(Records excerpted from a collection)
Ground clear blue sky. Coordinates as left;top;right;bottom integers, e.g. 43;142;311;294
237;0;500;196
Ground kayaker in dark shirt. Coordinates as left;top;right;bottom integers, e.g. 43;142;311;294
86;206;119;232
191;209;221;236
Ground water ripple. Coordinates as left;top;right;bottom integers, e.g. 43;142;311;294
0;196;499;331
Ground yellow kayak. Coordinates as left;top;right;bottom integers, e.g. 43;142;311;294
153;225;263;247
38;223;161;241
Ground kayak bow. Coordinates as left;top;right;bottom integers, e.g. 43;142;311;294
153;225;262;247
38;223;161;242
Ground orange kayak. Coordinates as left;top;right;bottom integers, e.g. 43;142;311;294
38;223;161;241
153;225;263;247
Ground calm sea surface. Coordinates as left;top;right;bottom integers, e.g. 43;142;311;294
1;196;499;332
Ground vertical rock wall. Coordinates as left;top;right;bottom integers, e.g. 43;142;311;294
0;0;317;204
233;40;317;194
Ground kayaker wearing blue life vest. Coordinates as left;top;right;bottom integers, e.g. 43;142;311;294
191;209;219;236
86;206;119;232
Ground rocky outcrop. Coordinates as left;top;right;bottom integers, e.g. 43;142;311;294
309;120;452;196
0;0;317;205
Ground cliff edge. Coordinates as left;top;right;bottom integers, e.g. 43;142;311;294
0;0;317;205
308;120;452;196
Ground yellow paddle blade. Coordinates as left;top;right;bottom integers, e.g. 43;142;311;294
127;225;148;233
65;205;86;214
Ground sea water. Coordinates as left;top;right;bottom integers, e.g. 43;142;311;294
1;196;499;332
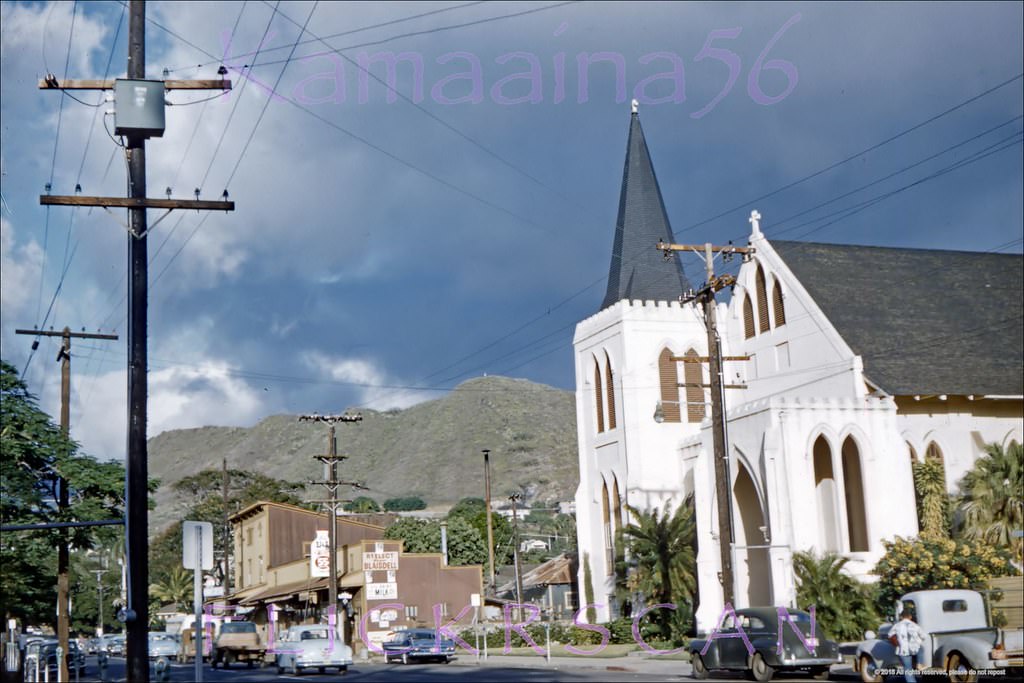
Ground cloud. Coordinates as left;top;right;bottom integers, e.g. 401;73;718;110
301;350;434;411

▸ YOUR ASSIGNMENT
Retype all the entries exactly; drop the pictures.

▸ OUTPUT BELOW
Ground clear blue sky. Coordinates as left;top;right;bottom integers, e.g. 43;142;311;294
237;0;500;196
Ground kayaker in dark shirt. Coordinates as left;top;right;bottom integers, e.g. 43;142;311;294
86;206;119;232
191;209;221;236
Ground water ripple. Coordinates as left;top;right;bottom integers, e.g. 43;142;311;294
0;196;499;331
Ground yellow kayak. Coordinates as left;top;right;bottom integers, e.g. 43;142;311;294
153;225;263;247
38;223;161;241
Ground kayak bow. Coordinates as left;top;right;bottom integers, e.g. 43;142;311;294
153;225;262;247
38;223;161;242
Ground orange kayak. Coordinates as left;top;right;bottom integers, e.g. 43;142;311;294
38;223;161;241
153;225;263;247
Ground calm sea surface. Coordinates as left;top;right;bottom integers, e.g. 43;142;311;294
1;196;499;332
Ground vertical rock wall. Coordinates as left;top;right;bottom integers, e.g. 43;142;311;294
0;0;317;204
233;40;317;194
Ground kayaker wearing blue life vest. Coordinates as left;top;right;bottom integers, e.g. 43;142;311;294
191;209;219;236
86;206;119;232
Ground rocky outcrop. Coordinates as left;top;right;bottom integers, e.g. 43;142;311;294
309;120;452;196
0;0;317;205
Ground cliff edge. Coordinates as left;top;right;bottom integers, e.g. 43;142;311;294
0;0;317;205
308;120;452;196
Ground yellow paddle blade. Coordinates as left;top;right;bottom integers, e.g. 43;142;311;294
127;225;148;233
65;205;86;214
Ground sea water. Coordinates as left;top;right;bottom integers, e.g. 43;142;311;294
1;196;499;332
Ground cloud. Coordinates as left;top;right;bottom integers, e.g. 401;73;718;110
301;350;434;411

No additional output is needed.